--- BEGIN Page ---
In examples of shisha devices of the present invention, the device comprises a first airflow path through the aerosol chamber that bypasses the liquid stored in the vessel, i.e., which does not flow through liquid stored in the vessel, and a second airflow path through liquid stored in the vessel that bypasses the aerosol chamber, i.e., which does not flow through the aerosol chamber. For example, the first airflow path may extend from the device inlet to the chamber inlet to the chamber outlet and then to the device outlet, and the second airflow path may extend from a second device inlet to the vessel inlet to the vessel outlet and then to the device outlet.

In these examples air may flow through liquid stored in the vessel to produce bubbles in the liquid when a consumer draws on the shisha device via the device outlet or a hose coupled to the device outlet. Because bubbles are formed when a user draws on a typical shisha device, a user of a shisha device of the present invention can realize a typical shisha experience despite the airflow path being modified relative to typical shisha devices.

A shisha device of the present invention may include a one-way valve between the vessel inlet and the vessel outlet. The one-way valve is configured to allow airflow from the vessel inlet to the vessel outlet and to prevent airflow from the vessel outlet to the vessel inlet. The valve may be positioned in the vessel such that it is in contact with liquid stored in the vessel when the device is in use. The valve preferably prevents flow of liquid stored in the vessel past the valve towards the vessel inlet, but readily opens when the user draws on the device outlet or a hose coupled to the device outlet to cause air to flow past the valve from the vessel inlet to the vessel outlet.

The shisha device may include a conduit having a first end operably coupled to the vessel inlet and a second end extending into the interior of the vessel below a liquid fill level. The liquid fill level is the level to which the vessel is configured to be filled when the shisha device is in use. Accordingly, air that passes from the vessel inlet to the vessel outlet passes through liquid stored in the vessel to create bubbles when a user draws on the shisha device via the device outlet. In some examples, the one-way valve may be positioned in the conduit.

In examples of a shisha device of the present invention, the device is configured such that air that flows through the aerosol chamber from the chamber inlet to the chamber outlet flows through the aerosol-generating substrate when the substrate is positioned in the aerosol chamber. The air may flow over the substrate or across the substrate in some embodiments. Preferably, at least some of the air flows through the substrate or a consumable comprising the substrate.

The size and shape of the first device inlet, second device inlet if present, the vessel inlet, the vessel outlet, the chamber inlet, and the chamber outlet may be varied to achieve a desired relative flow rates, resistance to draw, and other flow characteristics through the device and through portions of the device. Such flow characteristics may also be achieved by the size and shape of conduits, or flow restrictors or valves within one or more flow paths of the shisha device.

In examples of a shisha device of the present invention, the device includes an air valve to tailor the resistance to draw of the shisha device. Preferably the air valve is in communication with the exterior of the device and the interior of the aerosol chamber.
--- END Page ---
--- BEGIN Supplied information ---
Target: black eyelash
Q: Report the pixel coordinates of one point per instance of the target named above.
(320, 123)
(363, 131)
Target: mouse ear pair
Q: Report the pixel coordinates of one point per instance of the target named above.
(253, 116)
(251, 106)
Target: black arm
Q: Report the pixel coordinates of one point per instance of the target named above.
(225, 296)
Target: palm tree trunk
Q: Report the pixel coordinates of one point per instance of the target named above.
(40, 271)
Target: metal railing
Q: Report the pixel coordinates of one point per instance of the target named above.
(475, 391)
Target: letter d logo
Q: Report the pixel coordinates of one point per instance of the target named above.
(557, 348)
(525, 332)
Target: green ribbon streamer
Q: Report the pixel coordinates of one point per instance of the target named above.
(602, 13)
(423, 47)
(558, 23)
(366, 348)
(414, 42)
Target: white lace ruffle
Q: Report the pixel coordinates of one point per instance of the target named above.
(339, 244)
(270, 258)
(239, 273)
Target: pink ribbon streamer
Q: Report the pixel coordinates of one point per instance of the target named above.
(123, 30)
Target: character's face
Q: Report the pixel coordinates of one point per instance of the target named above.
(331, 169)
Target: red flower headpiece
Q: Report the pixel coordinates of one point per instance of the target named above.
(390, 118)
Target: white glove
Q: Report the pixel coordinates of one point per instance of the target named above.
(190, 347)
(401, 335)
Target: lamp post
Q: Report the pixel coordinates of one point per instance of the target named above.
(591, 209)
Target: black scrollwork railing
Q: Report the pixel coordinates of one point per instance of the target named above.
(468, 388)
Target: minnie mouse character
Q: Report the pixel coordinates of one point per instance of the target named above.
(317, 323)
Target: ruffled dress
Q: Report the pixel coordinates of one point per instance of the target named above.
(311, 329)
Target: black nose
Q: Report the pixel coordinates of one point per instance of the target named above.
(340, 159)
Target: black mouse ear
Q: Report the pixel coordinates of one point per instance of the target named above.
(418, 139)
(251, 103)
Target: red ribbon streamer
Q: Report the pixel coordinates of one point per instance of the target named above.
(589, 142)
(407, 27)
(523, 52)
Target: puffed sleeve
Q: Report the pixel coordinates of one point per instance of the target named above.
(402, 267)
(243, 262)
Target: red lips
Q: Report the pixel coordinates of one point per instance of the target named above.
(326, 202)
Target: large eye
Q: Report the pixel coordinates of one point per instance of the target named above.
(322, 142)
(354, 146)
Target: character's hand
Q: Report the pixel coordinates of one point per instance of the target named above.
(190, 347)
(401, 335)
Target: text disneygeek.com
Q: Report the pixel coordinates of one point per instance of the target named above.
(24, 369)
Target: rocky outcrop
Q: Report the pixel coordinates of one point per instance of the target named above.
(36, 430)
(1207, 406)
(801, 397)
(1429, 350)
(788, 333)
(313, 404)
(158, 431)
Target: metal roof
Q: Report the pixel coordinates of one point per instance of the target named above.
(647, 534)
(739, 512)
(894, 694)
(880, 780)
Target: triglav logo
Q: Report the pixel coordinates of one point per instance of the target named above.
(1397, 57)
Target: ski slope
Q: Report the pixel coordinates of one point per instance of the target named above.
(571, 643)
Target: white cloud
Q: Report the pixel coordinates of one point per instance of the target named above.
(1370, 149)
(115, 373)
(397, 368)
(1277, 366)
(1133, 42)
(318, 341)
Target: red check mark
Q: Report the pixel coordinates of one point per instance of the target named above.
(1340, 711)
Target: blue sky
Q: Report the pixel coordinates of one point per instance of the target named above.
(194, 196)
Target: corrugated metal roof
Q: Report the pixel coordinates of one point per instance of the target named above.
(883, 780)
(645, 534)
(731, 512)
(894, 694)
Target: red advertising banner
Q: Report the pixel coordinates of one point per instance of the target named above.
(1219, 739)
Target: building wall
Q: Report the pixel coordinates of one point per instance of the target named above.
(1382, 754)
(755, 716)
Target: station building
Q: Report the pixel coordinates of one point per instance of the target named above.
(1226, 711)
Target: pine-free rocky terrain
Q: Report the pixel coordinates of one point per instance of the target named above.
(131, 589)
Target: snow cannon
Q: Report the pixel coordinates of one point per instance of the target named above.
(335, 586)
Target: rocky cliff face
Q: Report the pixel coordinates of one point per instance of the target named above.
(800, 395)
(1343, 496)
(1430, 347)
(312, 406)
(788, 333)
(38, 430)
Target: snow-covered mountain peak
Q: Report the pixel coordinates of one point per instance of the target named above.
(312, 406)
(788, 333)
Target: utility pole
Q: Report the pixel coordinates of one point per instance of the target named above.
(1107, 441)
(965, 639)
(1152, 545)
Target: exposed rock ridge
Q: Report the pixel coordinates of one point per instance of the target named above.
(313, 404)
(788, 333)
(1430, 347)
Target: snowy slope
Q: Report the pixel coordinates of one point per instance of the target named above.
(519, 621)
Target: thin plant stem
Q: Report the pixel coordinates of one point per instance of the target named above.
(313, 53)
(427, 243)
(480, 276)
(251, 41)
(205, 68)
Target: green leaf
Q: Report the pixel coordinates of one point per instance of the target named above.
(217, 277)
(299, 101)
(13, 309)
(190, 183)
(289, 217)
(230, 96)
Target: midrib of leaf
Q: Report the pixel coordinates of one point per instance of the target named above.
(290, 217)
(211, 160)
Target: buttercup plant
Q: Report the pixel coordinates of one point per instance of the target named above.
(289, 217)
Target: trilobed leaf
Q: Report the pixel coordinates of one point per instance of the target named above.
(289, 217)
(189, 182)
--- END Supplied information ---
Answer these questions from the shisha device text above.
(a) In which direction does the one-way valve allow air to flow?
(b) How does the text define the liquid fill level?
(c) With what is the air valve preferably in communication?

→ Response to this exercise
(a) From the vessel inlet to the vessel outlet.
(b) It is the level to which the vessel is configured to be filled when the shisha device is in use.
(c) The exterior of the device and the interior of the aerosol chamber.